19. yüzyılda, giyim kuşamdan tutun da mimariye kadar Batı'dan etkilenmiş bir Osmanlı vardır. Bu yüzden hep, Osmanlı'ya etki eden Batı'dan bahsedilir. Kültürü ile Batı'yı tesiri altına alan bir Osmanlı ise zihinden canlandırılamayabilir. Oysa, ünlü sanat tarihçisi Nurhan Atasoy ve tarihçi Lale Uluç'un Osmanlı ile sosyal-siyasi ilişkiler içinde bulunan 16 Avrupa ülkesini gezerek yaptıkları 6 yıllık araştırmanın sonucu, "Osmanlı Kültürünün Avrupa'daki Yansımaları: 1453- 1699" adlı kitap, zihinde canlandırılamayan belgeler ve fotoğraflarla anlatıyor. "Batı'dan etkilenmiş bir Osmanlı'nın yanında, Osmanlı maddi kültüründen etkilenmiş bir Batı'da var" diyor ve bu Batı'nın resmini çiziyor.

(Nokta işaretleme kayıtları)
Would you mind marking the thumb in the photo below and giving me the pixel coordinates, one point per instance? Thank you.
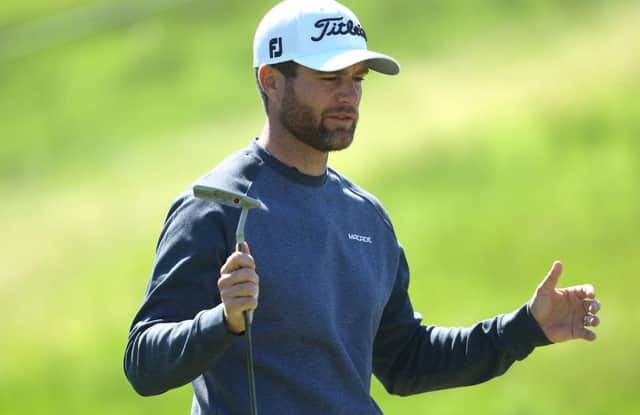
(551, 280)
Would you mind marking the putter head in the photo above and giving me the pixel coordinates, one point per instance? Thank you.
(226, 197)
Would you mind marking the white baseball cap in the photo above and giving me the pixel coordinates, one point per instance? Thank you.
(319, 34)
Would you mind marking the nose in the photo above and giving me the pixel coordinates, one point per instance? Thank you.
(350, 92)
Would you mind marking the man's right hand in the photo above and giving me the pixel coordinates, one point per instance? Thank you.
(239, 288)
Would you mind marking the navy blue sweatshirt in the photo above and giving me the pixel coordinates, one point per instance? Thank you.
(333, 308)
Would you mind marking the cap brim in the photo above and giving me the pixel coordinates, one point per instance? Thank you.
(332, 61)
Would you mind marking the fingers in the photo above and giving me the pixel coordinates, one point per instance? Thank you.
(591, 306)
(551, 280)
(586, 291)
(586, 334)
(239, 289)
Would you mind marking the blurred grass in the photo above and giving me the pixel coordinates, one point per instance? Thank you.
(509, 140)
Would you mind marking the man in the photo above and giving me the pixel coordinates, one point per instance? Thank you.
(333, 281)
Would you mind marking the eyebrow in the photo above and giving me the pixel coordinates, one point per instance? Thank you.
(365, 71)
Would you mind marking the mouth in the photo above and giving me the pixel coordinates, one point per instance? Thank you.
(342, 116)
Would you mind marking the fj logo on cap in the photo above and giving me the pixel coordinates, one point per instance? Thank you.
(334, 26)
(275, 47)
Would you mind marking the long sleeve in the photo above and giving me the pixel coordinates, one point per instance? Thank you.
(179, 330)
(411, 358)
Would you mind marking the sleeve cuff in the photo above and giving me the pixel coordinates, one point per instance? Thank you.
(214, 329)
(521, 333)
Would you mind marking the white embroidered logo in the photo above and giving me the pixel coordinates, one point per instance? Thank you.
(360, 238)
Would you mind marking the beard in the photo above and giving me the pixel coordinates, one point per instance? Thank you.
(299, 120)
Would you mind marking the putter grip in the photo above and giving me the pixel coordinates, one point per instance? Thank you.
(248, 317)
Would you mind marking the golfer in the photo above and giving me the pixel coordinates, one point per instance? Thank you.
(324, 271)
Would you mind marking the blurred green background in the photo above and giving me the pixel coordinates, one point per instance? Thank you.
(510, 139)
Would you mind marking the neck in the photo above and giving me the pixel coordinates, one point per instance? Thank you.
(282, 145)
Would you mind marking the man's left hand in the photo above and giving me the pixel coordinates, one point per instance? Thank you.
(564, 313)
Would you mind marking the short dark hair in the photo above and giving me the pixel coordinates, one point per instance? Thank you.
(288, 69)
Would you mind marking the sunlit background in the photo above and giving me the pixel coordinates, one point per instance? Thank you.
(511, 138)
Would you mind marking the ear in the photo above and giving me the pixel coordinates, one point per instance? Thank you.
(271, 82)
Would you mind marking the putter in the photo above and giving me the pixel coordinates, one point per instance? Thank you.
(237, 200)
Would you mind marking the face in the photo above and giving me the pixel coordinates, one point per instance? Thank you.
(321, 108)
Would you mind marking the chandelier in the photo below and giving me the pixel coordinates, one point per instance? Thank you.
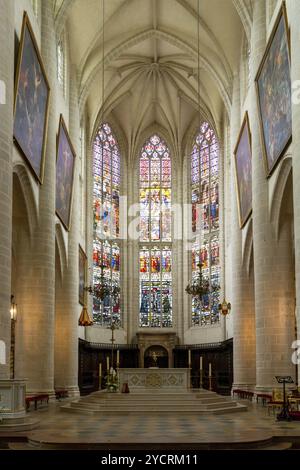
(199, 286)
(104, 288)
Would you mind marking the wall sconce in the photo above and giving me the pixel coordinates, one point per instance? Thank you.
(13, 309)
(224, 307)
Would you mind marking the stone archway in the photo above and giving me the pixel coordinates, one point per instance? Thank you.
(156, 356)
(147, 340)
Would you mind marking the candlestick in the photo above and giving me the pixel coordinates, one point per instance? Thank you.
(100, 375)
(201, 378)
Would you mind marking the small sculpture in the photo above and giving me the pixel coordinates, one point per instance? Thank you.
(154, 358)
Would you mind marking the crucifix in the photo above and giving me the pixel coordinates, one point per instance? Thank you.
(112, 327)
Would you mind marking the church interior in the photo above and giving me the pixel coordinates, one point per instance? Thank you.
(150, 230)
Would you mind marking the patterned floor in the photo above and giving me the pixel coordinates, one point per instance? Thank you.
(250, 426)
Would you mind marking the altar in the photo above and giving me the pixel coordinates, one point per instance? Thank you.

**Yönerge 1:**
Osmanlı kültürünün Avrupa'ya etkisini anlatan metne göre aşağıdaki ifadeler doğru mu? Her birine evet ya da hayır deyin ve metinden belirleyici sözcükleri aynen alıntılayın.
(a) Kitap, Nurhan Atasoy ile Lale Uluç'un 6 yıllık araştırmasının ürünüdür.
(b) İki araştırmacı 12 Avrupa ülkesini gezmiştir.
(c) Lale Uluç, metinde sanat tarihçisi olarak tanıtılır.
**Yönerge 2:** Osmanlı kültürünün Avrupa'ya etkisini anlatan metne göre Osmanlı, giyim kuşamdan mimariye kadar hangi yüzyılda Batı'dan etkilenmiştir?
**Yönerge 3:** Osmanlı kültürünün Avrupa'daki yansımalarını anlatan metni, son cümlesinden sonra sürdürerek tamamlayın.

**Görev Çıktısı 1:**
(a) Evet: "yaptıkları 6 yıllık araştırmanın sonucu"
(b) Hayır: "16 Avrupa ülkesini gezerek"
(c) Hayır: "tarihçi Lale Uluç"

**Görev Çıktısı 2:** 19. yüzyılda.

**Görev Çıktısı 3:**
Geçtiğimiz hafta, Armaggan'ın sponsorluğunda okuyucuyla buluşan kitap; İstanbul'un Fethi'nden Karlofça Antlaşması'na kadar yaşam kültüründe Osmanlı unsurlarının hakim olduğu Batı'yı tanımak için oldukça önemli. Çünkü içinde 400 görselle desteklenmiş hatırı sayılır bilgiler var. Bu bilgiler, Avrupa'daki pek çok müze, saray gezilerek, özel izinlerle depoları açtırılıp oradaki eşyalar, eserler incelenerek yapılmış; kitapta dokuma, çini, seramik, bitki, halı, silah, tasvir, hilal ve kesişmeler üzerinden ayrı ayrı bölmelerde detaylı olarak okura anlatılmış. İşte görselleriyle, Batı'da esen Osmanlı kültürü modası...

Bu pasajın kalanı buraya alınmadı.